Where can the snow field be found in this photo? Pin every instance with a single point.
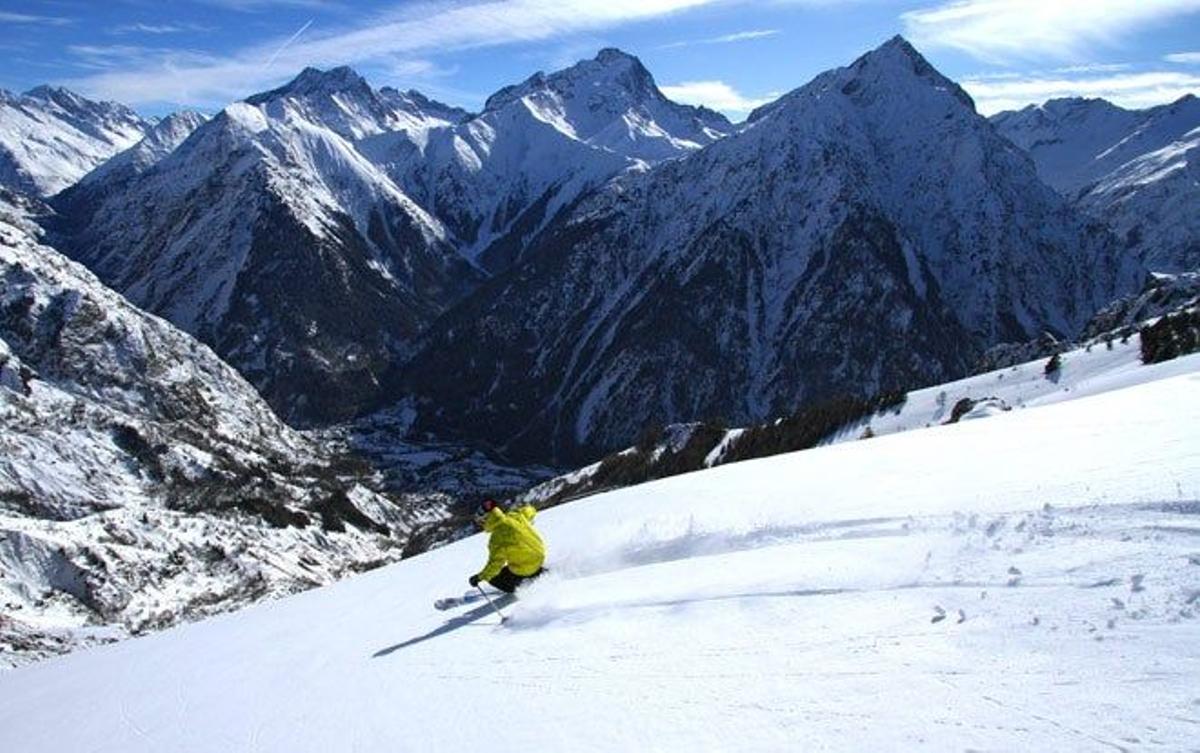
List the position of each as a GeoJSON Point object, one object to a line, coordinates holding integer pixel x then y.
{"type": "Point", "coordinates": [785, 603]}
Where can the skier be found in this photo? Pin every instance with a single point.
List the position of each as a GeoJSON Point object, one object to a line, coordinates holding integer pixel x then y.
{"type": "Point", "coordinates": [515, 550]}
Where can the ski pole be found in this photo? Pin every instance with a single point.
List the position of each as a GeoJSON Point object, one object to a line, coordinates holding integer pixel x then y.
{"type": "Point", "coordinates": [490, 603]}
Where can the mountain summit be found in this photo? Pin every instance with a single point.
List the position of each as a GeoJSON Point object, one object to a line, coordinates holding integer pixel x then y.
{"type": "Point", "coordinates": [867, 230]}
{"type": "Point", "coordinates": [51, 137]}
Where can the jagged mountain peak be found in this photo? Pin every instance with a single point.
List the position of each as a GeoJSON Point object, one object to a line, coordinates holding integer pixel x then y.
{"type": "Point", "coordinates": [897, 60]}
{"type": "Point", "coordinates": [611, 73]}
{"type": "Point", "coordinates": [417, 103]}
{"type": "Point", "coordinates": [53, 94]}
{"type": "Point", "coordinates": [893, 72]}
{"type": "Point", "coordinates": [315, 83]}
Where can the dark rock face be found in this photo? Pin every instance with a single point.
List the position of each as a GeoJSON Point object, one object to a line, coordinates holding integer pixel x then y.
{"type": "Point", "coordinates": [867, 232]}
{"type": "Point", "coordinates": [309, 297]}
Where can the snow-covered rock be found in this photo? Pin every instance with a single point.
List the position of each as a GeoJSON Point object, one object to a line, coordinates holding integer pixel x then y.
{"type": "Point", "coordinates": [1135, 169]}
{"type": "Point", "coordinates": [1027, 582]}
{"type": "Point", "coordinates": [1162, 294]}
{"type": "Point", "coordinates": [160, 140]}
{"type": "Point", "coordinates": [498, 178]}
{"type": "Point", "coordinates": [268, 235]}
{"type": "Point", "coordinates": [142, 480]}
{"type": "Point", "coordinates": [865, 232]}
{"type": "Point", "coordinates": [311, 232]}
{"type": "Point", "coordinates": [52, 137]}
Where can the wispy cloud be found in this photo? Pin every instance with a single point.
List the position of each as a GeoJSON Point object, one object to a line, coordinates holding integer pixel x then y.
{"type": "Point", "coordinates": [1131, 90]}
{"type": "Point", "coordinates": [737, 36]}
{"type": "Point", "coordinates": [1095, 67]}
{"type": "Point", "coordinates": [157, 28]}
{"type": "Point", "coordinates": [25, 18]}
{"type": "Point", "coordinates": [288, 43]}
{"type": "Point", "coordinates": [252, 6]}
{"type": "Point", "coordinates": [1007, 30]}
{"type": "Point", "coordinates": [715, 95]}
{"type": "Point", "coordinates": [406, 31]}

• Assigned task:
Among the lines above, find those with the word "Where" and list them.

• Written response:
Where can the snow field be found in this photo? Pin every instance with a single point.
Where can the skier be found in this photo? Pin every instance with a single point.
Where can the ski pole be found in this photo? Pin every instance with a single point.
Where can the mountain summit be found in this photo? Pin every instance with a single point.
Where can the jagged mountain peak be found in this photo? Pin every instance with a single point.
Where can the dark rock face be found in this photo? Pin every instance with a single point.
Where can the snow-covered rock be found in this photo? Pin every instance with a single point.
Where can the wispy cloud be found in this photo? Pin every instance with a single point.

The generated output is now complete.